**Problem requirements**
Could you print every line from the first one of the records below through the line containing "# example output, e.g. point(275, 20)", with both included and nothing else?
*** Begin section ***
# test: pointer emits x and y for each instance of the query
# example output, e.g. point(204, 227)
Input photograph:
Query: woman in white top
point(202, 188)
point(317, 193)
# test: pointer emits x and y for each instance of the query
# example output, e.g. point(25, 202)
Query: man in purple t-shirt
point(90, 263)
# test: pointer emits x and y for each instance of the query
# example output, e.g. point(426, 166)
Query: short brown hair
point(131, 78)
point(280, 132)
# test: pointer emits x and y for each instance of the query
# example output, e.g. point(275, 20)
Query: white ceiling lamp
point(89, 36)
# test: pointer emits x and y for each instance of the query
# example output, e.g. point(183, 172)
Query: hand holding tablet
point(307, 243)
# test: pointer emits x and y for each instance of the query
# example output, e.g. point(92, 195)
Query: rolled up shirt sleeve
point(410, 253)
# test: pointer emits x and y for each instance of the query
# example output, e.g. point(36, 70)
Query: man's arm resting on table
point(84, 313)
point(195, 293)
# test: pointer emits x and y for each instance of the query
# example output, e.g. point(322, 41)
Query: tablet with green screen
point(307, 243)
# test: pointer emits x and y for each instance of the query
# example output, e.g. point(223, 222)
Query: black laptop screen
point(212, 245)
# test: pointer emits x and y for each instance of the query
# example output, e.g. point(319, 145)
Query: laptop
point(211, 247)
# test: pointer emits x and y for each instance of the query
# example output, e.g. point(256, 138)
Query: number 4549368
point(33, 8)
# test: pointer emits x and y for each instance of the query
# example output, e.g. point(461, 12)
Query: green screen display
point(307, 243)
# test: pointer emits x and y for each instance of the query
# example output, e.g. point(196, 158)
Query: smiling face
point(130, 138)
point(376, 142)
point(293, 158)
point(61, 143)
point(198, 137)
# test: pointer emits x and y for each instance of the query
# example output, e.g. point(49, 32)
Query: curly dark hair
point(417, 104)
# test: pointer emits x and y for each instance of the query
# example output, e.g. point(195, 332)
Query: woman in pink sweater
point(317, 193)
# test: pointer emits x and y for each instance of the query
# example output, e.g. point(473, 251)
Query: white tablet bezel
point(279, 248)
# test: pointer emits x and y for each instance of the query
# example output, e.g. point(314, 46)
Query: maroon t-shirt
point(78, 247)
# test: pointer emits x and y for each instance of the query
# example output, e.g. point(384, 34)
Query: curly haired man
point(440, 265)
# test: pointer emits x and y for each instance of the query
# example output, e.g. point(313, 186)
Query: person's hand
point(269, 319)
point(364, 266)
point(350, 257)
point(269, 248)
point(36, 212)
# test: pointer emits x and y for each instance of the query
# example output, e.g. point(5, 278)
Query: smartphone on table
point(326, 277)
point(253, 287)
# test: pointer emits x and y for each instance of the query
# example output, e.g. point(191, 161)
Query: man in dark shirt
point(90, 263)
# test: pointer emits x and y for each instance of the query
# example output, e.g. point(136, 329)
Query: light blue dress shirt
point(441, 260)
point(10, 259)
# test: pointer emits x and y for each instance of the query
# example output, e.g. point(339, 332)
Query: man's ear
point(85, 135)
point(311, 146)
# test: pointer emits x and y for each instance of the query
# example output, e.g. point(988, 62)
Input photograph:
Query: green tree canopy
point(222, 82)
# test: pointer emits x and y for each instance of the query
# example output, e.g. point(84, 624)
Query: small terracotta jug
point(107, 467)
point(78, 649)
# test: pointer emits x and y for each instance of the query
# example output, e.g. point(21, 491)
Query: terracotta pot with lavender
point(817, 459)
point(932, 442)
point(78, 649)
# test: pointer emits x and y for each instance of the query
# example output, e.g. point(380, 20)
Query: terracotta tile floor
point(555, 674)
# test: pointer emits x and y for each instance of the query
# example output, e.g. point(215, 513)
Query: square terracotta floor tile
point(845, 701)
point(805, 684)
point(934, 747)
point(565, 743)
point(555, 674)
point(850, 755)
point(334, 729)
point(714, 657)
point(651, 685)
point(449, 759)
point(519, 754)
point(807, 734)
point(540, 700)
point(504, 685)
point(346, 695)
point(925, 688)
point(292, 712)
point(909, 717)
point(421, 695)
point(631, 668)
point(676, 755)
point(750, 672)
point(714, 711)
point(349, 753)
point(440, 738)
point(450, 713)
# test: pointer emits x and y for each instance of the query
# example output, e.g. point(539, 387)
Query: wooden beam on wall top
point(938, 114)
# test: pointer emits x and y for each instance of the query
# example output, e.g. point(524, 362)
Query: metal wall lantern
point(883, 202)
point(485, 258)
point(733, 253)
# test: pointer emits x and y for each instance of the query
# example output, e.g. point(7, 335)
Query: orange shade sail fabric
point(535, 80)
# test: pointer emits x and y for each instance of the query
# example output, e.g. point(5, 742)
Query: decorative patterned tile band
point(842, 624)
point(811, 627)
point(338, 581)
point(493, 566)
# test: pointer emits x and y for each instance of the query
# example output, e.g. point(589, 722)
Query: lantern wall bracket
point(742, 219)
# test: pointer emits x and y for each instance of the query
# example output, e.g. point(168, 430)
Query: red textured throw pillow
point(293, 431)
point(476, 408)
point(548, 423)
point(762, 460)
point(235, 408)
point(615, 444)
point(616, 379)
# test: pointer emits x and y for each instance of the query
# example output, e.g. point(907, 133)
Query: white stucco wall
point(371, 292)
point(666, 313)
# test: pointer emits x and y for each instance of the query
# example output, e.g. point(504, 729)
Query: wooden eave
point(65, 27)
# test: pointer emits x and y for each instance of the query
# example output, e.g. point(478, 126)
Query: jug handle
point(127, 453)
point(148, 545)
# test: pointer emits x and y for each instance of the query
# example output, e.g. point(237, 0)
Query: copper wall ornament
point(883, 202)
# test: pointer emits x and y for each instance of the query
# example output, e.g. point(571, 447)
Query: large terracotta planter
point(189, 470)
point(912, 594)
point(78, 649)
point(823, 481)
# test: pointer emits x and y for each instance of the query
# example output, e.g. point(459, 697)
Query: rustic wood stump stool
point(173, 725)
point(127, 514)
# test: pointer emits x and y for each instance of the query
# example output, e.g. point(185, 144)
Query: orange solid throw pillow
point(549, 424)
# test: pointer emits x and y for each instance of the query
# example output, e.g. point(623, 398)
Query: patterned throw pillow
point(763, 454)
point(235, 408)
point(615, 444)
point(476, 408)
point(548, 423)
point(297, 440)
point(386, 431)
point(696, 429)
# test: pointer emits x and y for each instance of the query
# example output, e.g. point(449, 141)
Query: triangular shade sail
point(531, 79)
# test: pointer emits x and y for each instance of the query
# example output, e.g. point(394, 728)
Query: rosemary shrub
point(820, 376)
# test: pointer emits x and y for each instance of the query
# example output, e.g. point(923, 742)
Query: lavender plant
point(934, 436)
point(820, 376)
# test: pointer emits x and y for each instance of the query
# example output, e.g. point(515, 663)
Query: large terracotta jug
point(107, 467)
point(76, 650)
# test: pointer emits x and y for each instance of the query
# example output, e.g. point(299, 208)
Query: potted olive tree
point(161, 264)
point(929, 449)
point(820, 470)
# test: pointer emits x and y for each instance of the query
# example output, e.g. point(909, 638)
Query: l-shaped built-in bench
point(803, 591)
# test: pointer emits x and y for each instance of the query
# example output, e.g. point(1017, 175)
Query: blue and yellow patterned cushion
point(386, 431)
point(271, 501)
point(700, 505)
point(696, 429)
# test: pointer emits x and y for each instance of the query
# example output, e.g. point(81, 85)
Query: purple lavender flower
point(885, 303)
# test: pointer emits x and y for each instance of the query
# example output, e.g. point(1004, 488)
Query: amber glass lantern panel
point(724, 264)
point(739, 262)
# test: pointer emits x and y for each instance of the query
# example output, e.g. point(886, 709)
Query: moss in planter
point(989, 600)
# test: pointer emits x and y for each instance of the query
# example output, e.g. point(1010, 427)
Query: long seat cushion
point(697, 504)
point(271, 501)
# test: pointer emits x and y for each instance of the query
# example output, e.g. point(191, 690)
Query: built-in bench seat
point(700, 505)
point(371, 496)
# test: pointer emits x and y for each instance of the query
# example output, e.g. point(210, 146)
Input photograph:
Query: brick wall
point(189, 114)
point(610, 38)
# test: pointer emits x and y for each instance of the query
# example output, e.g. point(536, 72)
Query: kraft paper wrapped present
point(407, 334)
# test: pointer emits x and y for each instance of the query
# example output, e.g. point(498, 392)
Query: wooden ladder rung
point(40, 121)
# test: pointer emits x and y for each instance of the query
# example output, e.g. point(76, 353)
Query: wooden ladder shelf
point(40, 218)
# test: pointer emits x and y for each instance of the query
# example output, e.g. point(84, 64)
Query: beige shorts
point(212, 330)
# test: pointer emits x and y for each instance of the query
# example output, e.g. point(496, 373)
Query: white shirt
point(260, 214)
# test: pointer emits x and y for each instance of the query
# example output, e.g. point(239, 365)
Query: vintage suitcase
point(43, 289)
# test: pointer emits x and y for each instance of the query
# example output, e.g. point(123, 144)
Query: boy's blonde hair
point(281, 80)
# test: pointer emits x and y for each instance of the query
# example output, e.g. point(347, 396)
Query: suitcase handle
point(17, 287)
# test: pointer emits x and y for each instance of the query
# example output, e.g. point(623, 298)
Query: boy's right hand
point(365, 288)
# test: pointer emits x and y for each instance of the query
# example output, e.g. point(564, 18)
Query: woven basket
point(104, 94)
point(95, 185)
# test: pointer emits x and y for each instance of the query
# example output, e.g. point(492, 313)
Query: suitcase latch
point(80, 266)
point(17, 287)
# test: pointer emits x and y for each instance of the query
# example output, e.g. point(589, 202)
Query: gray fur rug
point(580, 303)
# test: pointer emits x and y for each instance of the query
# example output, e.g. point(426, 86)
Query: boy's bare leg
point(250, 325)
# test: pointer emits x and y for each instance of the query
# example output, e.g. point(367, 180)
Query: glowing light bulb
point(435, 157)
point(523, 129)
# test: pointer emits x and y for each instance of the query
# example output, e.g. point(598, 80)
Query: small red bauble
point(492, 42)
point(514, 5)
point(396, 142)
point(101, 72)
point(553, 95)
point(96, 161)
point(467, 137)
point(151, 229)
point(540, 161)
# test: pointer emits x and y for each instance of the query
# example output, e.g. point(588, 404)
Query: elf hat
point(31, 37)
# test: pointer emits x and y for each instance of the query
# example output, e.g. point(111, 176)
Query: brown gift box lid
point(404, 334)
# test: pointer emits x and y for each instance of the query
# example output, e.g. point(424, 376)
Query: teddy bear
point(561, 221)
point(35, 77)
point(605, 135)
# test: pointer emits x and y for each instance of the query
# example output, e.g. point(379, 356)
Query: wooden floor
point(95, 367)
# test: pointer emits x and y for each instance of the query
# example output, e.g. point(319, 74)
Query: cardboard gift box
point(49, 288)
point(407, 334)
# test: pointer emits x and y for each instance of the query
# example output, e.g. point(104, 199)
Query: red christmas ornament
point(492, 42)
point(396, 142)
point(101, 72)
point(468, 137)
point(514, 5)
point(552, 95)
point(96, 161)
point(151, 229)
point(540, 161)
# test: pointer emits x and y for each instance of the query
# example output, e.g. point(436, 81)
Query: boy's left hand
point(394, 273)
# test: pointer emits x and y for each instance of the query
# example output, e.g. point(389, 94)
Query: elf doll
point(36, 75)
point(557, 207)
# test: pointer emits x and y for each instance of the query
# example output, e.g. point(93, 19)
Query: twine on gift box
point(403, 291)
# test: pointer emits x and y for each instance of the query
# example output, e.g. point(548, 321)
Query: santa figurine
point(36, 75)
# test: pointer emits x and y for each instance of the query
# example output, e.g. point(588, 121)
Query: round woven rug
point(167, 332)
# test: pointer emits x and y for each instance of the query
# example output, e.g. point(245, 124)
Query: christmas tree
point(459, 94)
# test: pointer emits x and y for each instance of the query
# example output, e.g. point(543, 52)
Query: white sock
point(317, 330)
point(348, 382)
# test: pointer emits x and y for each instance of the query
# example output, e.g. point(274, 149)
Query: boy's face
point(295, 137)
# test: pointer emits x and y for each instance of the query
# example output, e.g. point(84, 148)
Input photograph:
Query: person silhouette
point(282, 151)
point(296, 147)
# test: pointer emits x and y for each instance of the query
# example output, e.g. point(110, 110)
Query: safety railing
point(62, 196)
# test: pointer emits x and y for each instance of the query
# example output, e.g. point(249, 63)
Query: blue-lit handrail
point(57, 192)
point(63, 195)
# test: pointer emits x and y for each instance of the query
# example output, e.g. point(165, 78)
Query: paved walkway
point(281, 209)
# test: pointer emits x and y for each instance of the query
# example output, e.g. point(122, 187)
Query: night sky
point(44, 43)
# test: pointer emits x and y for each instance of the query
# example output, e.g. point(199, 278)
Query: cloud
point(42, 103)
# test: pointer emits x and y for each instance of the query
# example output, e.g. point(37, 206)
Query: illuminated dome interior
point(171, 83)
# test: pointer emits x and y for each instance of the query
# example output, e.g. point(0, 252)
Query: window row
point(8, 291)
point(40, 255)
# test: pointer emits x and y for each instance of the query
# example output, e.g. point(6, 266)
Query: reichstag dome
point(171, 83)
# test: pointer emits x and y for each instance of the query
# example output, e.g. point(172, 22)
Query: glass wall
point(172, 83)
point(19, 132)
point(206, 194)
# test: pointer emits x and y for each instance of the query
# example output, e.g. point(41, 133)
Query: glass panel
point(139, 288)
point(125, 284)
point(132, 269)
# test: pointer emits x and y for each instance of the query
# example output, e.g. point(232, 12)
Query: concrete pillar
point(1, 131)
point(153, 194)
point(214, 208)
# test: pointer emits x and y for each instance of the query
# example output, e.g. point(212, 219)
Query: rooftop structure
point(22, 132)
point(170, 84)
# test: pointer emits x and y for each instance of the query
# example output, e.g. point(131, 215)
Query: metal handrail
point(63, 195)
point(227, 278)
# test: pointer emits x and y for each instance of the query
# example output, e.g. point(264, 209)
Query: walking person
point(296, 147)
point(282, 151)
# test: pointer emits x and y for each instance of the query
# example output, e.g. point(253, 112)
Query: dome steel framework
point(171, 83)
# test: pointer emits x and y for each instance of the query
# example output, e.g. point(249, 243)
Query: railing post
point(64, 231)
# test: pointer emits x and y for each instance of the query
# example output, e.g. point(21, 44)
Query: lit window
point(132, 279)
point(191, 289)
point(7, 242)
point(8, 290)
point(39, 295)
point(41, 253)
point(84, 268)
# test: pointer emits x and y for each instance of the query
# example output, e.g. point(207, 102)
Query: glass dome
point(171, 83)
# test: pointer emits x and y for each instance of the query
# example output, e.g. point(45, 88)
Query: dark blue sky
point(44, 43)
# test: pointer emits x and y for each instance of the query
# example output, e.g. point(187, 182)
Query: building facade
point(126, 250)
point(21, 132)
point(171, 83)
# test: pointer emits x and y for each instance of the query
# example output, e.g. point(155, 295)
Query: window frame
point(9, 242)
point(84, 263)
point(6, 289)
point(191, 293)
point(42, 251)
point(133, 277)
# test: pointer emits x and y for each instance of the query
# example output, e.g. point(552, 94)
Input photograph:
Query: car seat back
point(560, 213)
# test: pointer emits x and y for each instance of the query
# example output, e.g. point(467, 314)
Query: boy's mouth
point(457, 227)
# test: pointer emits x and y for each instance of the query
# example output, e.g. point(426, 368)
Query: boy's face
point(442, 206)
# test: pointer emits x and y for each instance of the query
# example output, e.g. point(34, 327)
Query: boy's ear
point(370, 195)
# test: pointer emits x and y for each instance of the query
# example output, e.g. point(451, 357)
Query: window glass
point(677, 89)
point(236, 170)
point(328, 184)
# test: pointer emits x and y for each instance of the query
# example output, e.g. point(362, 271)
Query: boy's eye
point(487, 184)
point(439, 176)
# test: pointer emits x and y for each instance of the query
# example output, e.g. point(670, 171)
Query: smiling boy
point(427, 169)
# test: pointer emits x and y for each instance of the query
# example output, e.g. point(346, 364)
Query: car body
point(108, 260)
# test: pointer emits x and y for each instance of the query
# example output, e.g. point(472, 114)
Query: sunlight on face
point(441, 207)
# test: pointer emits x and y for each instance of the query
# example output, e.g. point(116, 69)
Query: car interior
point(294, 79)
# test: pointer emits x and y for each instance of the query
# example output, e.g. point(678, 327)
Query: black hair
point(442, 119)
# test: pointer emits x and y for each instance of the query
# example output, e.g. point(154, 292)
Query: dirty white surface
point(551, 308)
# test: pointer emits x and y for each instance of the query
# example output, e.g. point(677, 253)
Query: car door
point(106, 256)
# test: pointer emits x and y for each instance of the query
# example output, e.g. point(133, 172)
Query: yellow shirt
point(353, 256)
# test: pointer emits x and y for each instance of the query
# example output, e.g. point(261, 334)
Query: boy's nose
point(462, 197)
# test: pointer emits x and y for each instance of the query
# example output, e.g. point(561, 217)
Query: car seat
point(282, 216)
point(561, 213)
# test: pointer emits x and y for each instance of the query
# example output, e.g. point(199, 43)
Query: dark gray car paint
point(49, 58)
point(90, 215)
*** End section ***
**Answer**
# test: pointer emits x and y for each instance of the query
# example output, e.g. point(204, 227)
Input photograph:
Query: woman in white top
point(202, 188)
point(317, 193)
# test: pointer emits x and y for each instance of the query
# example output, e.g. point(25, 202)
Query: man in purple t-shirt
point(90, 263)
# test: pointer emits x and y for each instance of the query
# example output, e.g. point(426, 166)
Query: short brown hair
point(131, 78)
point(280, 132)
# test: pointer emits x and y for each instance of the query
# example output, e.g. point(275, 20)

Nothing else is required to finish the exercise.